___ Given data ___

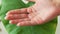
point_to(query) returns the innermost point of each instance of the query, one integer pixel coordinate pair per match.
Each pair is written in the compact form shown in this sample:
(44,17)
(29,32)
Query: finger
(35,21)
(16,16)
(18,20)
(24,23)
(32,0)
(17,11)
(29,10)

___

Exercise directions —
Can you rewrite every line of the data above, the requests included, with each coordinate in the answers multiplied by 1.35 and rounded to a whole number (halves rounded up)? Keep the numbers in the requests and their format samples as they are, and leave the pictures out.

In response —
point_to(query) returns the innermost point of each instance of the query, one integer pixel coordinate pair per match.
Each pair is written in the compact form shown in this sample:
(44,17)
(29,32)
Query: finger
(47,28)
(22,22)
(24,27)
(32,31)
(43,0)
(23,15)
(39,14)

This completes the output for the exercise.